WORK INSTRUCTIONS: Repeat the whole of the data, keeping every detail the same.
+++ INFORMATION SUPPLIED
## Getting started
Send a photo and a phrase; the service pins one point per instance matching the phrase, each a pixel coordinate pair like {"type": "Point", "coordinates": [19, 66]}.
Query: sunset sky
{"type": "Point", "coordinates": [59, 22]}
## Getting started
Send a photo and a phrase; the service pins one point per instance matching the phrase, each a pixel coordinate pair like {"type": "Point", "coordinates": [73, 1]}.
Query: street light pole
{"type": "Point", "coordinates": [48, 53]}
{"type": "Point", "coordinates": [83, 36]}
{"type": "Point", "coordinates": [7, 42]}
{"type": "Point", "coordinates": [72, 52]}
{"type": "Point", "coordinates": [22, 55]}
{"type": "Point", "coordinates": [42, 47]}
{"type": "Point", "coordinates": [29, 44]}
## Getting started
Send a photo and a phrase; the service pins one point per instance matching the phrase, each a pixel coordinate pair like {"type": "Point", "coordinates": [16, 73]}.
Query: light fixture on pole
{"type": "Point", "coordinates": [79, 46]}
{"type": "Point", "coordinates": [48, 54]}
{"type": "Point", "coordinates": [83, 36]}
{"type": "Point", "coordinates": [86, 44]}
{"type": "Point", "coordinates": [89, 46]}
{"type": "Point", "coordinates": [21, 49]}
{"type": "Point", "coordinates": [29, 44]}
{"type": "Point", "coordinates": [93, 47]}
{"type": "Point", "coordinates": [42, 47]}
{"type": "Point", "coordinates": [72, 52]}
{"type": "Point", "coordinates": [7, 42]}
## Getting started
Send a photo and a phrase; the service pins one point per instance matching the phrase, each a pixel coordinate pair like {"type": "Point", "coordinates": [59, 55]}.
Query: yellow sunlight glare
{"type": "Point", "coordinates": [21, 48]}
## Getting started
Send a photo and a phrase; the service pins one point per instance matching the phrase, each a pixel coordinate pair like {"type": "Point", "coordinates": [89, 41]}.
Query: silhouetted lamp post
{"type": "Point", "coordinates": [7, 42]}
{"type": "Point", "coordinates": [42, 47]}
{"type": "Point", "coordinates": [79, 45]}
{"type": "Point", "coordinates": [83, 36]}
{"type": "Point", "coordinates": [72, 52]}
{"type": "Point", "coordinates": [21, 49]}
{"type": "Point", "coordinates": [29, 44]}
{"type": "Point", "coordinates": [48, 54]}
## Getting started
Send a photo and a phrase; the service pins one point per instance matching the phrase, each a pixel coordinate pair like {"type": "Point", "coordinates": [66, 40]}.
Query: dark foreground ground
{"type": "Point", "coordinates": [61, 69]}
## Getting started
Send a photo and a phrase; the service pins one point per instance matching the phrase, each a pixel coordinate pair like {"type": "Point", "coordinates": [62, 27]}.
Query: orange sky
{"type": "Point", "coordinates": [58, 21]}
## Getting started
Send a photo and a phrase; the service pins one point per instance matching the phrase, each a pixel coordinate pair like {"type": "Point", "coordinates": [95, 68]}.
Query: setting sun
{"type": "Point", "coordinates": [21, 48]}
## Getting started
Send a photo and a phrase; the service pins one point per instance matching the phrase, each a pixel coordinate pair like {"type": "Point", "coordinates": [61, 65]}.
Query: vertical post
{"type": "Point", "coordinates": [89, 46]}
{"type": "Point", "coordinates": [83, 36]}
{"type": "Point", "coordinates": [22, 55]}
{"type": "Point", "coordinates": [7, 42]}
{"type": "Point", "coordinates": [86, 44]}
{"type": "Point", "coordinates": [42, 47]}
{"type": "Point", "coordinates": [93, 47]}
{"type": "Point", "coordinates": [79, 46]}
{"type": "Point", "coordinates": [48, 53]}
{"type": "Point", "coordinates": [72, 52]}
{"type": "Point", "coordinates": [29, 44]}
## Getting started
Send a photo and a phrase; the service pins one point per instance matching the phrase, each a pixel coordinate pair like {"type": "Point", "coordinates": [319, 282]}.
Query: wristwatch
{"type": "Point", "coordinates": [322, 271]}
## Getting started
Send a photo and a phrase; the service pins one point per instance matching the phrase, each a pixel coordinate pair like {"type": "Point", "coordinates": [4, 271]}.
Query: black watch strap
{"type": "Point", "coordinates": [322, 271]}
++++++
SOLUTION TO THIS PROBLEM:
## Getting started
Send a photo and a phrase; the service pins one point per instance matching the phrase, each a pixel coordinate pair like {"type": "Point", "coordinates": [19, 66]}.
Query: sunset sky
{"type": "Point", "coordinates": [59, 22]}
## Getting started
Send a photo and a phrase; the service pins one point per instance matching the phrase, each a pixel coordinate pair like {"type": "Point", "coordinates": [73, 1]}.
Query: street light pole
{"type": "Point", "coordinates": [48, 53]}
{"type": "Point", "coordinates": [83, 36]}
{"type": "Point", "coordinates": [7, 42]}
{"type": "Point", "coordinates": [72, 52]}
{"type": "Point", "coordinates": [22, 55]}
{"type": "Point", "coordinates": [42, 47]}
{"type": "Point", "coordinates": [29, 44]}
## Getting started
Send a photo and a phrase; the service pins one point per instance matching the phrase, each a pixel coordinate pair like {"type": "Point", "coordinates": [16, 73]}.
Query: light fixture on pole
{"type": "Point", "coordinates": [79, 46]}
{"type": "Point", "coordinates": [48, 54]}
{"type": "Point", "coordinates": [83, 36]}
{"type": "Point", "coordinates": [86, 44]}
{"type": "Point", "coordinates": [89, 46]}
{"type": "Point", "coordinates": [21, 49]}
{"type": "Point", "coordinates": [29, 44]}
{"type": "Point", "coordinates": [93, 47]}
{"type": "Point", "coordinates": [42, 47]}
{"type": "Point", "coordinates": [72, 52]}
{"type": "Point", "coordinates": [7, 42]}
## Getting started
Send a photo and a phrase; the service pins one point per instance matching the phrase, each a pixel coordinate pair like {"type": "Point", "coordinates": [59, 55]}.
Query: yellow sunlight glare
{"type": "Point", "coordinates": [21, 48]}
## Getting started
Send a photo and a phrase; the service pins one point per instance matching the phrase, each a pixel coordinate pair like {"type": "Point", "coordinates": [89, 41]}.
Query: silhouetted lamp post
{"type": "Point", "coordinates": [7, 42]}
{"type": "Point", "coordinates": [42, 47]}
{"type": "Point", "coordinates": [79, 45]}
{"type": "Point", "coordinates": [83, 36]}
{"type": "Point", "coordinates": [72, 52]}
{"type": "Point", "coordinates": [21, 49]}
{"type": "Point", "coordinates": [29, 44]}
{"type": "Point", "coordinates": [48, 54]}
## Getting started
Send a photo and a phrase; the service pins one point per instance matching the phrase, each a pixel coordinate pair like {"type": "Point", "coordinates": [66, 40]}.
Query: dark foreground ground
{"type": "Point", "coordinates": [61, 69]}
## Getting started
Send a photo and a phrase; the service pins one point per instance matching the phrase, each a pixel coordinate pair like {"type": "Point", "coordinates": [62, 27]}.
Query: orange sky
{"type": "Point", "coordinates": [58, 21]}
## Getting started
Send a photo and a phrase; the service pins one point per instance matching the phrase, each a pixel coordinate pair like {"type": "Point", "coordinates": [95, 68]}.
Query: setting sun
{"type": "Point", "coordinates": [21, 48]}
## Getting started
Send a photo and a phrase; the service pins one point per instance matching the phrase, each a pixel coordinate pair like {"type": "Point", "coordinates": [61, 65]}.
Query: vertical post
{"type": "Point", "coordinates": [89, 46]}
{"type": "Point", "coordinates": [83, 36]}
{"type": "Point", "coordinates": [22, 55]}
{"type": "Point", "coordinates": [7, 42]}
{"type": "Point", "coordinates": [86, 44]}
{"type": "Point", "coordinates": [42, 47]}
{"type": "Point", "coordinates": [93, 47]}
{"type": "Point", "coordinates": [79, 46]}
{"type": "Point", "coordinates": [48, 53]}
{"type": "Point", "coordinates": [72, 52]}
{"type": "Point", "coordinates": [29, 44]}
## Getting started
Send a photo and a phrase; the service pins one point per instance matching the phrase, each a pixel coordinate pair like {"type": "Point", "coordinates": [319, 282]}.
Query: wristwatch
{"type": "Point", "coordinates": [322, 271]}
## Getting started
Send a photo and a phrase; the service pins one point per instance matching the phrase, each a pixel coordinate pair like {"type": "Point", "coordinates": [4, 271]}.
Query: black watch strap
{"type": "Point", "coordinates": [322, 271]}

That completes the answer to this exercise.